[DATA IN THIS EXERCISE — start]
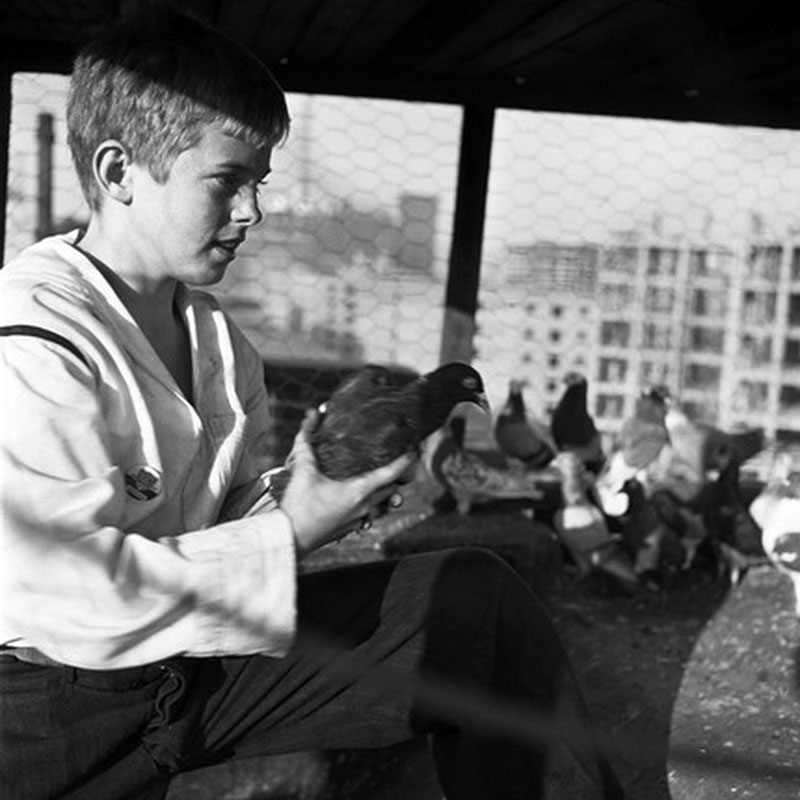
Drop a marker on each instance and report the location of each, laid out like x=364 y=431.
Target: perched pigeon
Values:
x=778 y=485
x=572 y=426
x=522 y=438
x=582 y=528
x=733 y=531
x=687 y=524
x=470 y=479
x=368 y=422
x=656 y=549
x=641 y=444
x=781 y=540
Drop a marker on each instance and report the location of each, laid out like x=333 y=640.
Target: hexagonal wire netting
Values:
[DATA IN THIS EXERCISE — finish]
Look over the entries for "instance", then copy every line that includes that string.

Drop a marker on each instance and report the location of each, laid out like x=364 y=431.
Drop a marker on each instance and report the location of each, laid out like x=333 y=640.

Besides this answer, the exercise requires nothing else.